TASK DATA section start

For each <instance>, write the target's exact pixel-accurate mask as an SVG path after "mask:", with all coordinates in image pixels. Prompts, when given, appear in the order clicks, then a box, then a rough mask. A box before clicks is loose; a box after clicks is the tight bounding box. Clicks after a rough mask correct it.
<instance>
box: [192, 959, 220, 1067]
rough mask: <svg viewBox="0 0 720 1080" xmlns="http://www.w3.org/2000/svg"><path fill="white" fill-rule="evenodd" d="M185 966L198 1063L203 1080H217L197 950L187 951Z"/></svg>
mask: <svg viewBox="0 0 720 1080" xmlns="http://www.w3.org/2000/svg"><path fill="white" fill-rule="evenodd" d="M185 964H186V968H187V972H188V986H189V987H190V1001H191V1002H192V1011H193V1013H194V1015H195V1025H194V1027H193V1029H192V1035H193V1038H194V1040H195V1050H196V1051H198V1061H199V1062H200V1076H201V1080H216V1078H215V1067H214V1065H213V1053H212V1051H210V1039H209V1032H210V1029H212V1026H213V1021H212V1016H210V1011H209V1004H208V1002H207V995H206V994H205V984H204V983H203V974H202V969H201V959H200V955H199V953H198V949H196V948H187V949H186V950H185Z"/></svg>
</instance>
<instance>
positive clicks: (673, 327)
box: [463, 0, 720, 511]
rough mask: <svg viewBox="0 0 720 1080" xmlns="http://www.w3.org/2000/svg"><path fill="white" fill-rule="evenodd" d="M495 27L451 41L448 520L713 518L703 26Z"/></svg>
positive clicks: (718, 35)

TASK DATA section end
TASK DATA section start

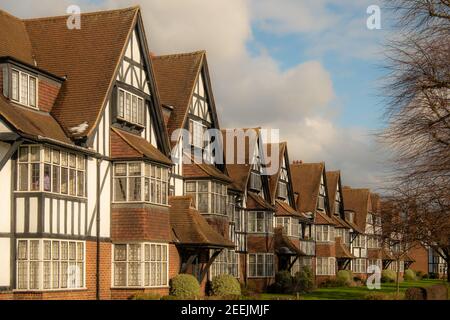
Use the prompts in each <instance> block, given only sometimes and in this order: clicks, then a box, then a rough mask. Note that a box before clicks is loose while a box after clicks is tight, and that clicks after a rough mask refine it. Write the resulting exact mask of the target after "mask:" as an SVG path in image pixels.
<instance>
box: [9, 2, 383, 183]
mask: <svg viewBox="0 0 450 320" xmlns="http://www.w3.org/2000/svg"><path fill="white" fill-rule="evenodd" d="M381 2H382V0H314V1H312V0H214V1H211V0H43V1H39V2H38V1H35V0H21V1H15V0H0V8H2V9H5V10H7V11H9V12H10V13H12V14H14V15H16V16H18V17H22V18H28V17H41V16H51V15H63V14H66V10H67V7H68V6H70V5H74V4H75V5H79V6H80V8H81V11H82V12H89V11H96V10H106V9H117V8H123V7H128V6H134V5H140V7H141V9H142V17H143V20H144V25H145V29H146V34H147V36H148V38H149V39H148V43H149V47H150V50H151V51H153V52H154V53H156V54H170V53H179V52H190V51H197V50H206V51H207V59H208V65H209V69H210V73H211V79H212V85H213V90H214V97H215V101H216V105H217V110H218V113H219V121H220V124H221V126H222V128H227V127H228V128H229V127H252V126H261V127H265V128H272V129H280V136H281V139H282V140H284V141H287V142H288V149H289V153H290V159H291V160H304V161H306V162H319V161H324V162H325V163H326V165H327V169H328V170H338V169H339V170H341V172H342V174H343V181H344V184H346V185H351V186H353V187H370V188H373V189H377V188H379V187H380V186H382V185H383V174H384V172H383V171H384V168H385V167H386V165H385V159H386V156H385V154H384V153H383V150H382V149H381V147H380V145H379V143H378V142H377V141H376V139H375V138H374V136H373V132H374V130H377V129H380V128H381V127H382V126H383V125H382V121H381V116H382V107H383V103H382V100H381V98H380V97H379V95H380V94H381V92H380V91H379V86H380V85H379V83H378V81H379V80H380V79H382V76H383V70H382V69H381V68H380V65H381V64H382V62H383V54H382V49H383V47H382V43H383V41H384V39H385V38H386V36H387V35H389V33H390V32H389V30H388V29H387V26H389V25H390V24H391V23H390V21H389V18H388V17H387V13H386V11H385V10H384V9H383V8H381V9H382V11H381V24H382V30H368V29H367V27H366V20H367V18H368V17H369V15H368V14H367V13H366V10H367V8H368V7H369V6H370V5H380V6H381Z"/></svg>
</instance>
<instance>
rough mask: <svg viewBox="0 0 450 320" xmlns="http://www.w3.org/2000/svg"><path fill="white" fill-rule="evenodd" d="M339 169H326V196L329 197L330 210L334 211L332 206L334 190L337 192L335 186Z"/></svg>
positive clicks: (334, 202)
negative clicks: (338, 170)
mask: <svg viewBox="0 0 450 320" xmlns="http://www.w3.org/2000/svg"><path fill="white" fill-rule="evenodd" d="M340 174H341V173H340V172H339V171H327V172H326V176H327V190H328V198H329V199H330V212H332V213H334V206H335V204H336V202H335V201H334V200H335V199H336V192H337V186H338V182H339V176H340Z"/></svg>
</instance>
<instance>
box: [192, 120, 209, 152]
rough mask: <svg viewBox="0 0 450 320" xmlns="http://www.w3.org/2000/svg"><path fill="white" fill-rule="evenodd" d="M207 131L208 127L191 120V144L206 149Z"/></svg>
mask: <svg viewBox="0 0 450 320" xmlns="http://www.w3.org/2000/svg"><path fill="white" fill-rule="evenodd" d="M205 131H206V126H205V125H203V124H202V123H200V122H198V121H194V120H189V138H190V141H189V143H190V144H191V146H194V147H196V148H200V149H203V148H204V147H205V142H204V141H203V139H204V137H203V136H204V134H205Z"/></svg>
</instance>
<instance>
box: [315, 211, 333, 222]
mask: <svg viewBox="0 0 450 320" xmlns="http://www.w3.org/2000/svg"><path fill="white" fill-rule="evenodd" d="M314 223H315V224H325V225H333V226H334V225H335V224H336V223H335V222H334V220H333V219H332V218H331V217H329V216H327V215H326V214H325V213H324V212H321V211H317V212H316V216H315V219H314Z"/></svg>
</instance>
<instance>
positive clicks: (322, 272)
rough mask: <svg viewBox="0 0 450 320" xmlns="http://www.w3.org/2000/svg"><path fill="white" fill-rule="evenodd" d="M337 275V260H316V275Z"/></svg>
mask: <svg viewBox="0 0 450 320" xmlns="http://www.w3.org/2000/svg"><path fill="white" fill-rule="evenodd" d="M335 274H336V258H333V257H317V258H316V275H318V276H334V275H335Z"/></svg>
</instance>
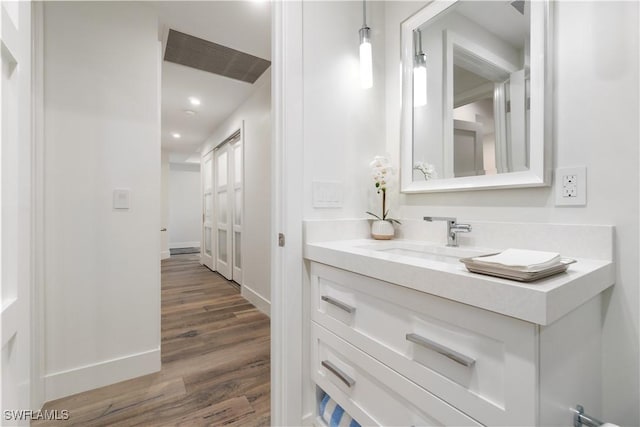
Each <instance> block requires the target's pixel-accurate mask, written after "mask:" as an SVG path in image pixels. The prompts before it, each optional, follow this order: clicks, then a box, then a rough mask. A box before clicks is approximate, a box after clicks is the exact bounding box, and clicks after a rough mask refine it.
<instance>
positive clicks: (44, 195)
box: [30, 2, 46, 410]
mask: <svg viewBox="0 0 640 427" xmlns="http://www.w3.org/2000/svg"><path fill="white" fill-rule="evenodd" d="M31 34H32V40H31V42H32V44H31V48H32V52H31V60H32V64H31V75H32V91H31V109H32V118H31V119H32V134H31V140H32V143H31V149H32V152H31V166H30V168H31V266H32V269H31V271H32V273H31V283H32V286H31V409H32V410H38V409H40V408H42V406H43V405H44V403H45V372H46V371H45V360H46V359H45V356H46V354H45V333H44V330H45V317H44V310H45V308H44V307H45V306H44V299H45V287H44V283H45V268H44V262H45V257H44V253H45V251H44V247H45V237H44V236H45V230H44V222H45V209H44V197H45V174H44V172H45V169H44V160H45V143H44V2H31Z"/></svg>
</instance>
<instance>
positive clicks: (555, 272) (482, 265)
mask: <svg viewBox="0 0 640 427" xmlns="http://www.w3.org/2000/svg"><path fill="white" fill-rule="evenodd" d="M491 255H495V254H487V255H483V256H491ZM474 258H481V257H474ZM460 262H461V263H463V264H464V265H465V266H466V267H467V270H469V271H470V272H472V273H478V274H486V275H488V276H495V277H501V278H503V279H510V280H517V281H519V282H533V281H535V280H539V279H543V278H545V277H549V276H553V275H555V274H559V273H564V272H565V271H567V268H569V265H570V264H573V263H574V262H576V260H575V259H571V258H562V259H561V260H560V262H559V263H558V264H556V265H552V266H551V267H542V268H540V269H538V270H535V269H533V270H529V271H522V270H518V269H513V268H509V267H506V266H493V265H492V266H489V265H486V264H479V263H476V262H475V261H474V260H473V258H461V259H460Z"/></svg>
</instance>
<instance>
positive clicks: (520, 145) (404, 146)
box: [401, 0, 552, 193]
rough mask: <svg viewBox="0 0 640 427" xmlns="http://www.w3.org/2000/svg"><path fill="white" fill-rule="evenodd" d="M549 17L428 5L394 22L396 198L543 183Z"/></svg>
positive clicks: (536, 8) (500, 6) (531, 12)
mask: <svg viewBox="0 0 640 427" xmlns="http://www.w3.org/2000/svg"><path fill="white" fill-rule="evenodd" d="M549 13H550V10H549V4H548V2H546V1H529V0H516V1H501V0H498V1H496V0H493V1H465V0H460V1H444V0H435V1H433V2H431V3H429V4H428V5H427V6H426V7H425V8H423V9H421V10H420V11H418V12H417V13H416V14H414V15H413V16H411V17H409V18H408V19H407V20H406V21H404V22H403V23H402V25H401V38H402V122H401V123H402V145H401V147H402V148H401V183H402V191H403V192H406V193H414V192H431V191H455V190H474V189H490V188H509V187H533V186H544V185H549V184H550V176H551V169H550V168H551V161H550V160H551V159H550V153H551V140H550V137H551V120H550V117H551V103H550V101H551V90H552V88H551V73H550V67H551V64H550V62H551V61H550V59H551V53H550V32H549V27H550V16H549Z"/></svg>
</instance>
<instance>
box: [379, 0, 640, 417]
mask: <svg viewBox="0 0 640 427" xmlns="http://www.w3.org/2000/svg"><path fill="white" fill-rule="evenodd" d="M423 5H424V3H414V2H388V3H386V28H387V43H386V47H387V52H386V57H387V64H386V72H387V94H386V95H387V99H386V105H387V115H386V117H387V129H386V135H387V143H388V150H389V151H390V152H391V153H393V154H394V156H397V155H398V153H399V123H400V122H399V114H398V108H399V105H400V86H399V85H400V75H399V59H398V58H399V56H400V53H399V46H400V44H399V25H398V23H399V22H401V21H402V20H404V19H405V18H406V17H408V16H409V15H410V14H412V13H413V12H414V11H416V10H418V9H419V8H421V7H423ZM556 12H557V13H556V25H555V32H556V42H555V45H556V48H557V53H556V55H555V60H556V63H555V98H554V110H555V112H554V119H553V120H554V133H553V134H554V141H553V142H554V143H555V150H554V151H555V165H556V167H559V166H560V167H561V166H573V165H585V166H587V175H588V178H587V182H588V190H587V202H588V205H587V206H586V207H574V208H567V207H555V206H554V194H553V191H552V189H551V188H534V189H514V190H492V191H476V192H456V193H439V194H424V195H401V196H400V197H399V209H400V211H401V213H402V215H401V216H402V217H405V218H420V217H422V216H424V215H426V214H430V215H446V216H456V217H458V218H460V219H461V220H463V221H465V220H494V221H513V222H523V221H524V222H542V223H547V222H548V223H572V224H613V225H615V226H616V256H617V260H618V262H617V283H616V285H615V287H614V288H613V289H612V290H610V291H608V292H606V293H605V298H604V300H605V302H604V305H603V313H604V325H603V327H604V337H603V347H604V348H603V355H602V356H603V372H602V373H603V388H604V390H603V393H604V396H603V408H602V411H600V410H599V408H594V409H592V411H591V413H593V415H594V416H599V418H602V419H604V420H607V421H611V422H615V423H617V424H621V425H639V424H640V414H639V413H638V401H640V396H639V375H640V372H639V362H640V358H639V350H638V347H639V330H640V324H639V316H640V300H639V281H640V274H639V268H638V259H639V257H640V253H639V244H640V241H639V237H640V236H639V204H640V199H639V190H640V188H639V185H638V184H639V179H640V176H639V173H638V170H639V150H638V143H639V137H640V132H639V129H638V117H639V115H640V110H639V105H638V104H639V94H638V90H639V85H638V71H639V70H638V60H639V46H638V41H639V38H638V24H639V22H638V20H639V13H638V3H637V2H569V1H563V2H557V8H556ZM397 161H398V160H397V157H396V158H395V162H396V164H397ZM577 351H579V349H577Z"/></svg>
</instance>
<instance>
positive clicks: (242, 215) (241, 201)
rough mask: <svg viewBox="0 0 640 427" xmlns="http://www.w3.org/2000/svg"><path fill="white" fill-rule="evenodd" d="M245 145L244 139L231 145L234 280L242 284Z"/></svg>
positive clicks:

TASK DATA section end
TASK DATA section start

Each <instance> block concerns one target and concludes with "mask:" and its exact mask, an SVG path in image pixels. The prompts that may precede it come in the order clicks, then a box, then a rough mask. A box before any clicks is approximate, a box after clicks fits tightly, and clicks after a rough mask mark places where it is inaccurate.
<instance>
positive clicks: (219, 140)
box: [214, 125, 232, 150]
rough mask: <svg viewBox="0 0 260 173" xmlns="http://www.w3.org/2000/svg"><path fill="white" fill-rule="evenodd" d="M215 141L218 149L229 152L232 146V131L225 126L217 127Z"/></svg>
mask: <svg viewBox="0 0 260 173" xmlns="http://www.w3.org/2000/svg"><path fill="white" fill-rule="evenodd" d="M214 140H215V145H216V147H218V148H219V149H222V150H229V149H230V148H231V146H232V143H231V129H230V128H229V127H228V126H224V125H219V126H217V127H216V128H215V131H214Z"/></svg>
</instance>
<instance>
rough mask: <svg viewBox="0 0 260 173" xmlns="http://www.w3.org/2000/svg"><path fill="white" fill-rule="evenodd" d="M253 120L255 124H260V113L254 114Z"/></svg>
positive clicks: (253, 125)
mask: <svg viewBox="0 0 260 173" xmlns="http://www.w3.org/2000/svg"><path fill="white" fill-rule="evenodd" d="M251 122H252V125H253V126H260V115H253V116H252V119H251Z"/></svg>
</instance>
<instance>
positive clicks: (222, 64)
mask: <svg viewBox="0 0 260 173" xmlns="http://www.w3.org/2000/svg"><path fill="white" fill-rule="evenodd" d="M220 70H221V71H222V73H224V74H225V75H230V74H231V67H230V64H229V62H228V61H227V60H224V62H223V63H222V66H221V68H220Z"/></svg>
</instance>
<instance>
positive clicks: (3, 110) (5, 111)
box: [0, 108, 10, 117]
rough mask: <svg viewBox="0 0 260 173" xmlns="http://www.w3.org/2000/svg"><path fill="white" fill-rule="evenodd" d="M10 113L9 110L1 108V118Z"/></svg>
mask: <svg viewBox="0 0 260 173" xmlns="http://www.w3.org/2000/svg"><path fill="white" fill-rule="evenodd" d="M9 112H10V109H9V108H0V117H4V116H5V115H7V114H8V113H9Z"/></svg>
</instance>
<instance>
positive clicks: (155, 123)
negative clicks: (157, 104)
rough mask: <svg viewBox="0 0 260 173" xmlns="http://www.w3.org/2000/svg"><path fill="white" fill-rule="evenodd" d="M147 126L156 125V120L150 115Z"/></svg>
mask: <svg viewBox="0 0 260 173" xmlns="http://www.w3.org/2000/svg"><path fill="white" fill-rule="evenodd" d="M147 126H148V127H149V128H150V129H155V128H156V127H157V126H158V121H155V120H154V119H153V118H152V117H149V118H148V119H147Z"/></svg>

TASK DATA section end

EXERCISE GOAL:
How many of the lines above include the string "loose"? Give only the number.

WRITTEN RESPONSE:
2